Artigo de Debora Mascarenhas e Sheina Tabak traz informações gerais para a construção de textos com leitura fácil, ou seja, que podem ser compreendidos por pessoas com deficiência intelectual.
Introdução
O conceito de acessibilidade no Brasil está voltado para algumas deficiências. Sabemos bem o que é necessário para que pessoas com deficiências físicas tenham o seu direito à acessibilidade garantido. A pessoa com deficiência física precisa ter acesso aos espaços através da requalificação física dos ambientes; uma pessoa com deficiência visual precisa que as informações estejam em braile; a pessoa com deficiência auditiva precisa de libras ou de recursos tecnológicos para garantir o seu acesso às informações.
Qual o conceito de acessibilidade para a deficiência intelectual? O que pode garantir o acesso à informação para as pessoas com dificuldade de aprendizagem? Em nossas pesquisas, encontramos algumas instituições na Espanha (Down Espanha) e Inglaterra (CHANGE, Down Syndrome Education) que trabalham com o conceito de textos em easy read. Numa tradução livre, podemos pensar em textos de leitura fácil. Estes textos propõem oferecer informações em formato acessível para este público. Disponibilizar informações através de uma linguagem simples e com imagens facilita a compreensão para pessoas que têm dificuldade para ler e escrever.
A metodologia de construção de textos acessíveis ou em leitura fácil tem regras de ortografia, gramática, vocabulário, estilo, imagens, tipografia, composição, paginação e enquadramento do texto. São diretrizes fundamentais do texto de leitura fácil a objetividade e a simplicidade. Apesar disso, um texto simples não significa reducionismo tampouco infantilização.
A construção de um texto de leitura fácil não é simples, já que a tradução de um texto em versão acessível implica em várias etapas: extrair do texto original os fatos e ideias mais importantes; resumir as principais ideias; simplificar e explicar as informações usando exemplos do dia a dia; não apresentar todas as ideias de uma só vez e abrir mão de conteúdos que tem pouco ou nenhum uso. Há ainda uma etapa da escolha das imagens, que não se trata apenas de uma ilustração do texto acessível. Esta escolha é norteada pela ideia da linguagem visual.
A linguagem visual – uma tradução livre de visual language– é uma ideia relacionada ao universo conceitual do design. Segundo esse preceito, a comunicação também ocorre através de símbolos visuais, ou seja, uma imagem tem poder de comunicar. Assim, os textos não são os detentores exclusivos dos conteúdos e conceitos. A imagem pode informar tanto quanto textos escritos. Por isto, apostamos que as imagens, nos materiais de linguagem em leitura fácil, têm uma função para além de ilustrar. Essas imagens são parte fundamental do texto acessível, carregam um poder de apresentar visualmente o conteúdo que num texto comum pode ser verbalizado.
Há ainda dois momentos muito importantes: a etapa de diagramação do texto (tamanho e fonte da letra, número de páginas e na quantidade de texto por página entre outros) e o processo de “validação” com jovens com deficiência intelectual. É nesta etapa de validação que avaliamos se o conteúdo está sendo apreendido por pessoas com dificuldades de leitura, o que não está claro e o que ainda precisa ser revisto e melhorado.

(TAREFA ESCRITA 1)
Segundo o trecho sobre textos de leitura fácil, em quais países foram encontradas instituições que trabalham com o conceito de textos em easy read?

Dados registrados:

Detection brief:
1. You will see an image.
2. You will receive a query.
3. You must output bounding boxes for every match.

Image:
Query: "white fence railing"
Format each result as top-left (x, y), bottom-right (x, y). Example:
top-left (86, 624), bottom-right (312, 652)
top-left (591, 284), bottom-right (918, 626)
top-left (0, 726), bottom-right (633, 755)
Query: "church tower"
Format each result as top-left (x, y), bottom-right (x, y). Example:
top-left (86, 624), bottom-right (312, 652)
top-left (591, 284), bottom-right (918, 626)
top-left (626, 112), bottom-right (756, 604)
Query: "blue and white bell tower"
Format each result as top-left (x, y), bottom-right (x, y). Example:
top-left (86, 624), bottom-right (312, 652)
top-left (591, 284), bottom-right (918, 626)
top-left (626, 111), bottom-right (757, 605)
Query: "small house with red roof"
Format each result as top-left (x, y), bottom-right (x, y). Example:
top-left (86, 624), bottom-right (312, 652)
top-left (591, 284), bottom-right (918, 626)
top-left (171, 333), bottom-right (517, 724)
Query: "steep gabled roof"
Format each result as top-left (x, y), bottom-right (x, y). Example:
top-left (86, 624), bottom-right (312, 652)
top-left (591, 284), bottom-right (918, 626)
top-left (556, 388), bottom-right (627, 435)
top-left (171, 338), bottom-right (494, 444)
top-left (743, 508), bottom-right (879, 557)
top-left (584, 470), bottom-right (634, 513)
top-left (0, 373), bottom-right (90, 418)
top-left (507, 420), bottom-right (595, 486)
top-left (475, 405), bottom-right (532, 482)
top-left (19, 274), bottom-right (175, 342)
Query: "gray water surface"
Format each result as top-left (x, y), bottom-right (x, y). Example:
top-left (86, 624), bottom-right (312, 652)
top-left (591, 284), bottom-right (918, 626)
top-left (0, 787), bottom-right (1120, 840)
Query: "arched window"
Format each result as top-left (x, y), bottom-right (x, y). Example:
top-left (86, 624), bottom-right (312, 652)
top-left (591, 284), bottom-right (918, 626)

(TAREFA ESCRITA 2)
Apresente em uma tabela Markdown, com as colunas Número e Linha, as linhas da listagem que vão da linha com "and white bell" até a linha com "top-left (626, 111), bottom-right (757, 605)", incluindo as duas e deixando de fora as linhas em branco.

(RESOLUÇÃO 1)
Na Espanha e na Inglaterra.

(RESOLUÇÃO 2)
| Número | Linha |
|---|---|
| 1 | Query: "blue and white bell tower" |
| 2 | Format each result as top-left (x, y), bottom-right (x, y). Example: |
| 3 | top-left (86, 624), bottom-right (312, 652) |
| 4 | top-left (591, 284), bottom-right (918, 626) |
| 5 | top-left (626, 111), bottom-right (757, 605) |